Elliptic Curve Cryptography
A cryptographic Interoperability strategy (CIS) initiated by National Security Agency (NSA) for government systems selects approved cryptographic techniques. It consists of AES for encryption with 128 or 256 bits. Ephemeral unified model and Diffie-Hellman key agreement schemes, elliptic curve digital signature algorithm and secure hash algorithm (SHA) for hashing.

5.3. Cryptographic and Key Management Solutions
5.3.1. General Design Considerations
(i)Selection of cryptographic technique should be such that the design is robust and the algorithm is free of flaws.(ii)Entropy issue can be solved by seeding a deterministic random bit generator (RBG) before distribution or use a key derivation function which comes with the device.(iii)Use of cryptographic modules that is used to protect the cryptographic algorithm. We need to upgrade these modules timely, since smart grid equipments would be used for around twenty years and also replacing them would be a costlier affair.(iv)Failure in encryption systems may occur due to implementation errors, compositional failures, insecure algorithms, or insecure protocols. These categories should be taken into consideration while designing.(v)Since a random number generator is an integral part of the security system, its failures would result in a compromise of cryptographic algorithm or protocol.(vi)There must be alternatives for authentication and authorization procedures in case we cannot connect to another system.(vii)Availability must always be there since dropping or refusal to re-establish a connection may affect the critical communication.(viii)The algorithms and key lengths should be such that the desired security strength is attained.(ix)In order to maintain security of the keying materials and authentication data, we must protect it from unauthorized access or any device tampering. Physical security is required for this purpose.
▬▬▬
Revise the elliptic curve cryptography text from the words "Elliptic Curve Cryptography" through the words "(SHA) for hashing.", substituting "federal systems" for "government systems".

> [DATA SHOWN]
▬▬▬
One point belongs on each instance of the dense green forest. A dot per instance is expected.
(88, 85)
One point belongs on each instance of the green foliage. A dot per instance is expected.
▬▬▬
> [TASK SOLUTION]
Elliptic Curve Cryptography
A cryptographic Interoperability strategy (CIS) initiated by National Security Agency (NSA) for federal systems selects approved cryptographic techniques. It consists of AES for encryption with 128 or 256 bits. Ephemeral unified model and Diffie-Hellman key agreement schemes, elliptic curve digital signature algorithm and secure hash algorithm (SHA) for hashing.